◆ **Goal**: Every line of the material is to be repeated exactly as it stands.

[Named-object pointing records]

------------------------

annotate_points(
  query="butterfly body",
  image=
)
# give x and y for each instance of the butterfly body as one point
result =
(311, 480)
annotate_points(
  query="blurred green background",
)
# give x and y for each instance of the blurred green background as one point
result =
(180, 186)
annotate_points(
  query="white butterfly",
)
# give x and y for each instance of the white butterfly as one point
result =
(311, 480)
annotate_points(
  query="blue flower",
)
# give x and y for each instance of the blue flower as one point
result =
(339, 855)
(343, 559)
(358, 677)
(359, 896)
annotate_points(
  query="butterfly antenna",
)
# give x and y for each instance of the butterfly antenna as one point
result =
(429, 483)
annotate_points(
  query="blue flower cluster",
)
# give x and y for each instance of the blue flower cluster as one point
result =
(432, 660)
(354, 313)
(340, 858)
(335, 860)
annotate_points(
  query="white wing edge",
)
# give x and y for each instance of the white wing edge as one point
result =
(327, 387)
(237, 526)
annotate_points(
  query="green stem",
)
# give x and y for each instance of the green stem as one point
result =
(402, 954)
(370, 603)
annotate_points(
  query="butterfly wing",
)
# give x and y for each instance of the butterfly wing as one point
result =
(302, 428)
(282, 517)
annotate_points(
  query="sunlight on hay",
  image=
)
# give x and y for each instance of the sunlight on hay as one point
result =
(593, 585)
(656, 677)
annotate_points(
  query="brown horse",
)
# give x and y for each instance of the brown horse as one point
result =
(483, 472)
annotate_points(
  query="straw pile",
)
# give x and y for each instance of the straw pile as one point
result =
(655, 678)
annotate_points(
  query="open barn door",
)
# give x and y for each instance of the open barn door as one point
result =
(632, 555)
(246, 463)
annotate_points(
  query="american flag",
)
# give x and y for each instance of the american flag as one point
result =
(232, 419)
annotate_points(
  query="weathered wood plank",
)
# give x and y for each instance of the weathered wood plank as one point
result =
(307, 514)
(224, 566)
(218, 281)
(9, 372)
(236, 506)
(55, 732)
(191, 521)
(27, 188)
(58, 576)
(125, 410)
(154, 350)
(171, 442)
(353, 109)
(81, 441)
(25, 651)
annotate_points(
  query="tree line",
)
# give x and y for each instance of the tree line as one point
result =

------------------------

◆ **Full response**:
annotate_points(
  query="butterfly body",
  image=
)
# give x and y for each instance of the butterfly body as one point
result =
(311, 480)
annotate_points(
  query="blurred green background",
)
# give x and y for each instance of the blurred green background as one point
result =
(180, 186)
annotate_points(
  query="white butterfly",
)
# give x and y for each instance of the white butterfly as one point
result =
(311, 480)
annotate_points(
  query="blue flower",
)
# give x and y for each instance of the blue flower as one point
result =
(339, 855)
(343, 559)
(358, 677)
(359, 896)
annotate_points(
  query="butterfly antenna",
)
# give x and y for each instance of the butterfly antenna as one point
result =
(429, 483)
annotate_points(
  query="blue flower cluster",
)
# give x and y for each instance of the blue flower cluster as one point
result =
(432, 660)
(354, 313)
(340, 858)
(335, 860)
annotate_points(
  query="white wing edge",
)
# give x and y for each instance of the white wing edge as one point
result =
(327, 387)
(237, 526)
annotate_points(
  query="green stem",
)
# give x and y for each instance of the green stem as one point
result =
(402, 954)
(370, 603)
annotate_points(
  query="butterfly wing",
)
# give x and y for each instance of the butterfly wing as one point
result =
(302, 428)
(282, 517)
annotate_points(
  query="sunlight on hay",
  image=
)
# give x and y for each instance of the sunlight on hay as one point
result =
(593, 585)
(656, 677)
annotate_points(
  query="brown horse",
)
# give x and y for each instance of the brown horse as one point
result =
(483, 472)
annotate_points(
  query="straw pile",
)
# give x and y for each instance of the straw pile as one point
result =
(655, 678)
annotate_points(
  query="open barn door",
)
# give x and y for each instance of the open barn door as one point
result =
(632, 555)
(246, 463)
annotate_points(
  query="american flag",
)
# give x and y for each instance of the american flag as one point
result =
(232, 419)
annotate_points(
  query="weathered wood plank",
)
# give x and y for each instance of the weathered wood plank as one point
result =
(307, 514)
(224, 566)
(218, 281)
(9, 372)
(236, 506)
(55, 732)
(191, 521)
(27, 188)
(58, 576)
(125, 410)
(154, 350)
(171, 442)
(353, 109)
(81, 441)
(25, 651)
annotate_points(
  query="tree line",
)
# give x and y for each instance of the tree line as one point
result =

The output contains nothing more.